### [원문 발췌]
+ + + + +
가설: 둘 다 있으면 시너지 (한 customer 가 두 곳 모두 사용 가능).

수식:

\[ \text{Duration} = \beta_0 + \beta_P \cdot P + \beta_L \cdot L + \beta_i \cdot (P \cdot L) \]

여기서 $\beta_i > 0$ 이면 시너지.

CD:

PlayArea ─────→
              ↘
                VisitDuration
              ↗
LoungeArea ──→

두 화살표가 합쳐짐 — symmetrical interaction.

직관 — Symmetrical interaction 의 의미

비즈니스 의사결정:

한 매장에 PlayArea 만: $X$ 효과
한 매장에 LoungeArea 만: $Y$ 효과
둘 다: $X + Y + \beta_i$ (시너지)

만약 $\beta_i > 0$ → 둘 다 설치 가치 ↑. 만약 $\beta_i < 0$ → 둘이 substitute, 둘 다 무의미.

→ 두 정책의 결합 효과 결정.

4.2 ML 과의 연결

직관 — Random Forest, XGBoost 의 power

Buisson 의 깊은 통찰:

“일부 ML 모형 (random forest, XGBoost, neural network) 의 power 가 interaction 자동 캡처에서 옴.”

회귀 vs ML:

회귀: interaction 을 분석가가 명시적 추가 (X * M)
ML: 자동으로 모든 interaction 학습

회귀의 장점: interpretability (계수 = 효과). ML 의 장점: 자동 + 비선형.

분석가의 default:

인과 추론·해석 우선 → 회귀 + 명시적 interaction
예측 정확도 우선 → ML

비즈니스 분석에서: 회귀 (with interaction) 이 의사결정 도구. ML 은 prediction 만 우선.

5 Nonlinearity — Self-Moderation

5.1 Quadratic Term

변수 자체와의 interaction

Marketing email 사례:

1 개월 1 통: 효과 큼
1 개월 5 통: 효과 작음
1 개월 10 통: 효과 거의 없음 (annoying)

Decreasing returns (감소 효과). 선형 모형으로 안 맞음.

해결: Quadratic term

\[ \text{Purchases} = \beta_0 + \beta_1 \cdot \text{Emails} + \beta_2 \cdot \text{Emails}^2 \]

$\beta_2 < 0$ → concave (감소 효과). $\beta_2 > 0$ → convex (증가 효과, network effect).
+ + + + +
### [할 일]
발췌문의 marketing email 사례에서 quadratic term 이 필요한 까닭을 발췌문에 나온 대로 한두 문장으로 설명하세요. 이 줄들은 여기서 쓰이지 않습니다.
+ + + + +
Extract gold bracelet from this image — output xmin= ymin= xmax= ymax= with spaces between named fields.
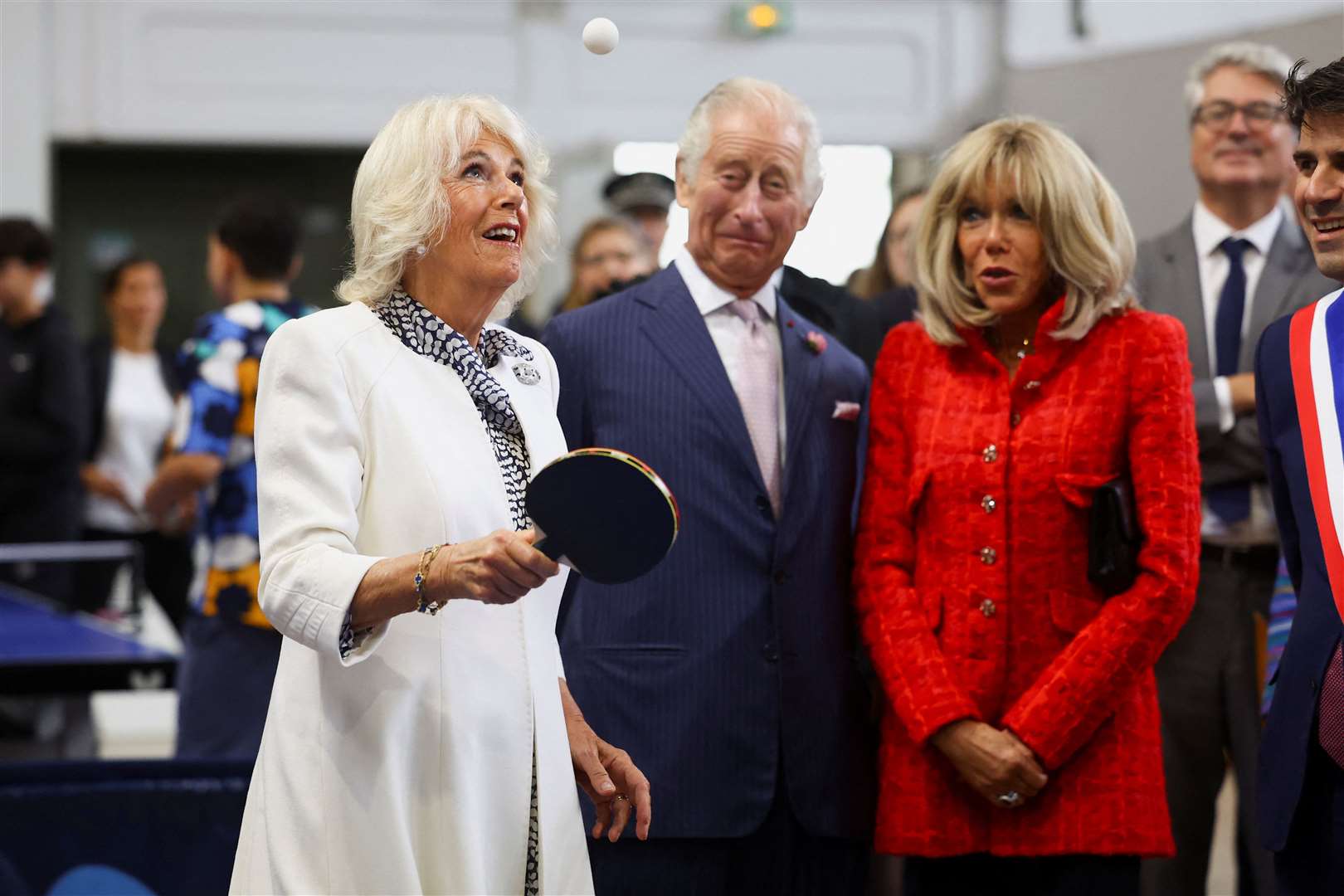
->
xmin=416 ymin=544 xmax=445 ymax=616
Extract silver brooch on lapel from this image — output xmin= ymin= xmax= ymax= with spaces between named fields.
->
xmin=514 ymin=362 xmax=542 ymax=386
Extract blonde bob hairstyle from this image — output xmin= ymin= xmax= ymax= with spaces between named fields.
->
xmin=915 ymin=117 xmax=1138 ymax=345
xmin=336 ymin=95 xmax=557 ymax=319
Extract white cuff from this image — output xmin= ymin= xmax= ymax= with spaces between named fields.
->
xmin=1214 ymin=376 xmax=1236 ymax=432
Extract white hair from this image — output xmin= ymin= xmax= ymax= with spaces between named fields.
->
xmin=1186 ymin=41 xmax=1293 ymax=115
xmin=676 ymin=78 xmax=822 ymax=208
xmin=336 ymin=95 xmax=557 ymax=319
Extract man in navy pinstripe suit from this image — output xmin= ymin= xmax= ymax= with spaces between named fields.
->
xmin=543 ymin=78 xmax=875 ymax=894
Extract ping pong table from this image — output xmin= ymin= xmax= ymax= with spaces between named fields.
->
xmin=0 ymin=543 xmax=178 ymax=696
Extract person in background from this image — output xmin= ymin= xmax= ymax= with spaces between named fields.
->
xmin=845 ymin=187 xmax=925 ymax=298
xmin=1255 ymin=52 xmax=1344 ymax=896
xmin=855 ymin=118 xmax=1199 ymax=896
xmin=75 ymin=256 xmax=195 ymax=629
xmin=145 ymin=193 xmax=316 ymax=759
xmin=602 ymin=171 xmax=676 ymax=263
xmin=0 ymin=217 xmax=87 ymax=603
xmin=543 ymin=78 xmax=874 ymax=896
xmin=1134 ymin=43 xmax=1331 ymax=896
xmin=0 ymin=217 xmax=97 ymax=762
xmin=561 ymin=217 xmax=657 ymax=312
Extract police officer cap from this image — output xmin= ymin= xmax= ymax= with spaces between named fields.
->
xmin=602 ymin=171 xmax=676 ymax=212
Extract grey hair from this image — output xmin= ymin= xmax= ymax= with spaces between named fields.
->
xmin=336 ymin=94 xmax=558 ymax=319
xmin=676 ymin=78 xmax=822 ymax=208
xmin=1186 ymin=41 xmax=1293 ymax=115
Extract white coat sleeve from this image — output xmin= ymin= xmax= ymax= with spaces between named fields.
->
xmin=254 ymin=319 xmax=387 ymax=665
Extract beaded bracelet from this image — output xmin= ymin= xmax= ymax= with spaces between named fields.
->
xmin=416 ymin=544 xmax=445 ymax=616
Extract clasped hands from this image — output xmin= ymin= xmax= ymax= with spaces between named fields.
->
xmin=928 ymin=718 xmax=1049 ymax=809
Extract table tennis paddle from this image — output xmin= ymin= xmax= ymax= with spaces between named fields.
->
xmin=527 ymin=447 xmax=680 ymax=584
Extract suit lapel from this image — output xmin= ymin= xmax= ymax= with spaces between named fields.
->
xmin=776 ymin=295 xmax=824 ymax=505
xmin=1162 ymin=224 xmax=1212 ymax=380
xmin=635 ymin=265 xmax=765 ymax=493
xmin=1238 ymin=220 xmax=1316 ymax=371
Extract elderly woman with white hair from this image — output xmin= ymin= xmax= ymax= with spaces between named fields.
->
xmin=232 ymin=97 xmax=650 ymax=894
xmin=855 ymin=118 xmax=1199 ymax=896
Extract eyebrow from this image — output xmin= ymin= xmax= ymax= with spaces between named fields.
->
xmin=462 ymin=149 xmax=525 ymax=171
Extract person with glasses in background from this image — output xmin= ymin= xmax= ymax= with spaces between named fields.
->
xmin=1134 ymin=43 xmax=1331 ymax=896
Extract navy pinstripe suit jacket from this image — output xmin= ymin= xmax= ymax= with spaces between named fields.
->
xmin=543 ymin=266 xmax=875 ymax=837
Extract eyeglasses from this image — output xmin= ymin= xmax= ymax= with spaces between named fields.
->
xmin=1194 ymin=100 xmax=1283 ymax=130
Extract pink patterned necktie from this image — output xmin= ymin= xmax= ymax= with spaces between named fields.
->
xmin=730 ymin=298 xmax=780 ymax=517
xmin=1316 ymin=645 xmax=1344 ymax=768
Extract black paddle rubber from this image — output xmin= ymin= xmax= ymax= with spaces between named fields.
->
xmin=527 ymin=447 xmax=680 ymax=584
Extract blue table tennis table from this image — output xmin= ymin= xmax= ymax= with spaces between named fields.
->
xmin=0 ymin=584 xmax=178 ymax=696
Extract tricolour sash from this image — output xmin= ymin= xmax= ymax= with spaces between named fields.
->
xmin=1288 ymin=290 xmax=1344 ymax=619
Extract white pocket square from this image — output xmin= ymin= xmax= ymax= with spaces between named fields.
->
xmin=830 ymin=402 xmax=859 ymax=421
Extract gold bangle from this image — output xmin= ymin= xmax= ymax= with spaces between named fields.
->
xmin=416 ymin=544 xmax=445 ymax=616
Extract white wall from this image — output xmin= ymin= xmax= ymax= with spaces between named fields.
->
xmin=1004 ymin=0 xmax=1344 ymax=69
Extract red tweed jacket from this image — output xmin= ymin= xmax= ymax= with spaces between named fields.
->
xmin=855 ymin=301 xmax=1199 ymax=855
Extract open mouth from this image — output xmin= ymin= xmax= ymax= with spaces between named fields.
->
xmin=484 ymin=224 xmax=518 ymax=243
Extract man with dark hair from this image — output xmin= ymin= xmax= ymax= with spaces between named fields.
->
xmin=1134 ymin=41 xmax=1328 ymax=896
xmin=0 ymin=217 xmax=97 ymax=762
xmin=145 ymin=195 xmax=316 ymax=759
xmin=0 ymin=217 xmax=85 ymax=601
xmin=1255 ymin=59 xmax=1344 ymax=896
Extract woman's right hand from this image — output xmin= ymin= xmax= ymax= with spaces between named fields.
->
xmin=80 ymin=464 xmax=136 ymax=514
xmin=930 ymin=718 xmax=1049 ymax=809
xmin=426 ymin=529 xmax=561 ymax=603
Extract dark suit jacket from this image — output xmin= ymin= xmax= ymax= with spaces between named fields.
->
xmin=780 ymin=266 xmax=915 ymax=371
xmin=83 ymin=336 xmax=178 ymax=460
xmin=1134 ymin=215 xmax=1339 ymax=489
xmin=1255 ymin=299 xmax=1344 ymax=850
xmin=543 ymin=265 xmax=875 ymax=837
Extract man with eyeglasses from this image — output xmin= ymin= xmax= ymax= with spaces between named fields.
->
xmin=1134 ymin=43 xmax=1331 ymax=896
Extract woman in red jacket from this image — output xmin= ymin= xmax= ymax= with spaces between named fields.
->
xmin=855 ymin=118 xmax=1199 ymax=896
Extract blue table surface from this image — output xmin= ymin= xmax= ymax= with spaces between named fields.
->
xmin=0 ymin=588 xmax=175 ymax=668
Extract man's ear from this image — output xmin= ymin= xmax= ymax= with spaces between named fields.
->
xmin=676 ymin=156 xmax=695 ymax=208
xmin=798 ymin=185 xmax=821 ymax=230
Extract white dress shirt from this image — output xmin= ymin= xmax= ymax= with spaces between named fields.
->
xmin=1192 ymin=202 xmax=1283 ymax=544
xmin=674 ymin=246 xmax=787 ymax=459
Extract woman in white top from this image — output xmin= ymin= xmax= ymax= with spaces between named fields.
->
xmin=232 ymin=97 xmax=650 ymax=894
xmin=75 ymin=256 xmax=193 ymax=625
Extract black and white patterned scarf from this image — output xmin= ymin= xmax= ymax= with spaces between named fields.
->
xmin=373 ymin=289 xmax=533 ymax=531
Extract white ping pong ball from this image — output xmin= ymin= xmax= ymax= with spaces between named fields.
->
xmin=583 ymin=16 xmax=621 ymax=56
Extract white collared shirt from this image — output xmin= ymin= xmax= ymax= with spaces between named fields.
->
xmin=1192 ymin=202 xmax=1283 ymax=544
xmin=674 ymin=246 xmax=786 ymax=470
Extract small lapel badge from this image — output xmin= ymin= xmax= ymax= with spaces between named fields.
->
xmin=514 ymin=362 xmax=542 ymax=386
xmin=830 ymin=402 xmax=861 ymax=421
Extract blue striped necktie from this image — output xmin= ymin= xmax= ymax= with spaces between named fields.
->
xmin=1205 ymin=236 xmax=1251 ymax=523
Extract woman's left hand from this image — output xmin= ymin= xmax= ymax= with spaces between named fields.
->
xmin=561 ymin=679 xmax=653 ymax=844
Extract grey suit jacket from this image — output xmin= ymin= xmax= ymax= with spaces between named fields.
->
xmin=1134 ymin=215 xmax=1339 ymax=488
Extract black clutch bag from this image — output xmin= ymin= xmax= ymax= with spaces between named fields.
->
xmin=1088 ymin=475 xmax=1144 ymax=597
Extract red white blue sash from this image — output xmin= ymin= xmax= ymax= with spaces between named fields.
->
+ + + + +
### [결과]
이메일을 많이 보낼수록 효과가 줄어드는 감소 효과(decreasing returns)가 나타나기 때문입니다. 한 달에 1통이면 효과가 크지만 5통이면 작고 10통이면 거의 없어서 선형 모형으로는 맞지 않습니다.